* Former board member of the UC Berkeley Muslim Students Association
* Researcher and writer with the Center for American Progress
* Views Israel as an oppressor state
* Defended the Hamas-affiliated Holy Land Foundation and the Palestinian Islamic Jihad leader Sami Al-Arian
* Believes that the U.S. must engage diplomatically with “democratically elected Muslim governments and representatives, such as Hamas and [the president] of Iran”
* Was the lead author of “Fear, Inc.,” an August 2011 report whose objective was to “expose” an allegedly intricate “Islamophobia network in America”
* Co-host and digital producer of a nightly news program aired by Al Jazeera America
Born in 1981 to Pakistani immigrants in California, Wajahat Ali in 2002 earned a bachelor’s degree in English from UC Berkeley, where he was a board member of the campus Muslim Students Association.
When al Qaeda leader Osama bin Laden was killed by U.S. Navy SEALS in the spring of 2011, Ali posted a roundup of Muslim reactions on his blog, one of which said: “Bravo Obama! Now while you’re at it, why not get Bush and [former British Prime Minister Tony] Blair as well…”
Ali wrote, co-produced, and co-directed The Domestic Crusaders, a 2005 play about post-9/11 “scapegoating of Muslim Americans.”
Since 2007—the year he graduated from the UC Davis School of Law—Ali has written numerous opinion pieces for such publications as the Guardian, the Huffington Post, Salon, Slate, and the Washington Post. Also in 2007 he launched the blog Goatmilk: An Intellectual Playground, which commonly castigates the state of Israel and laments the ubiquity of Islamophobia.
Ali made plain his contempt for the Jewish state when he defended the now-defunct, Hamas-affiliated Holy Land Foundation, depicting the 2007 federal prosecution of that “once highly-respected” organization as an initiative of the George W. Bush Administration’s “‘Get a Terrorist’ club.” Around that same time, Ali also supported Sami Al-Arian—the former head of Palestinian Islamic Jihad‘s terrorist activities in North America. On his blog, Ali ran a third-party piece that (a) described Al-Arian as “one of the earliest victims of the ‘war on terror,’” and (b) named a website that was accepting donations for Al-Arian’s legal defense.

########

PROBLEM SET:
1. According to the profile of Wajahat Ali, what is the title of the play he wrote, co-produced, and co-directed in 2005?
2. Resume the profile of Wajahat Ali, picking up right after its last sentence.
The entries are separate material and have no connection to the profile of Wajahat Ali.

(Pointing dataset excerpts)
########

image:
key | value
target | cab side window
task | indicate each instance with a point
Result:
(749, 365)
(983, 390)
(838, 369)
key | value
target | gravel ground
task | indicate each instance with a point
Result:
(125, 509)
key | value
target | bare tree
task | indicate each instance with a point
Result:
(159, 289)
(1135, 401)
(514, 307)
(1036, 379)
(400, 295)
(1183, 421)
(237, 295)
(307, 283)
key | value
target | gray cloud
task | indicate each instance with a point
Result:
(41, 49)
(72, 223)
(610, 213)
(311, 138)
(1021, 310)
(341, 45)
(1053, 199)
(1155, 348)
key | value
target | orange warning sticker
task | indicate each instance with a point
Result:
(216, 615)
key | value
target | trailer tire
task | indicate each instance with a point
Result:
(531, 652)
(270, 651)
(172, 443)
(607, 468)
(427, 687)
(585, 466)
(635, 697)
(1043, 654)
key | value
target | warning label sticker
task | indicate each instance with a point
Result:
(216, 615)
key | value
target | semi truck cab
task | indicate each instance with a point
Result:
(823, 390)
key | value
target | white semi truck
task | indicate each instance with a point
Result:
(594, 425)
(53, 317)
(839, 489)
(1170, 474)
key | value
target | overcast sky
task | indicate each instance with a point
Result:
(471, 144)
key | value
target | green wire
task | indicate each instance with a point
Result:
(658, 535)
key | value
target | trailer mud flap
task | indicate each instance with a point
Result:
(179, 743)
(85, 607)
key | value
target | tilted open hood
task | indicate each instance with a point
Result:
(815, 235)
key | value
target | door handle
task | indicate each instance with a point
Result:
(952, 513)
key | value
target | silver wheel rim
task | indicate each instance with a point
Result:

########

THE ANSWERS:
1. The Domestic Crusaders

2.
In a 2007 interview that appeared in Counterpunch, Ali and professor Norman Finkelstein agreed that the Jewish “Holocaust Industry” was guilty of routinely and cynically exploiting tales of the horrors of Hitler’s Final Solution, “to shield and deflect legitimate criticism of Israel.”
While interviewing anti-Israel authors John Mearsheimer and Stephen Walt in 2008, Ali discussed what he viewed as the disproportionate influence that “the Israel Lobby” has had on American foreign policy. Moreover, Ali described members of “the Christian Right” as people who “believe that the Second coming of Christ will end in either the mass slaughter or mass conversion of Jews in Israel.”
In December 2008 Ali impugned the “tone-deaf moral vacancy” that had caused the Bush Administration to “suppor[t] Israel’s contention that the onus is on Hamas to renew the truce.” Israel, he said, was “fully responsible for the festering, radioactive sore that is the Palestinian human rights crisis in Gaza and West Bank.”
The day after Barack Obama was elected President in 2008, Ali tweeted: “Americans finally heard the death rattle of Whiteness – an ideology of supremacy based on politics and rhetoric of exclusion.”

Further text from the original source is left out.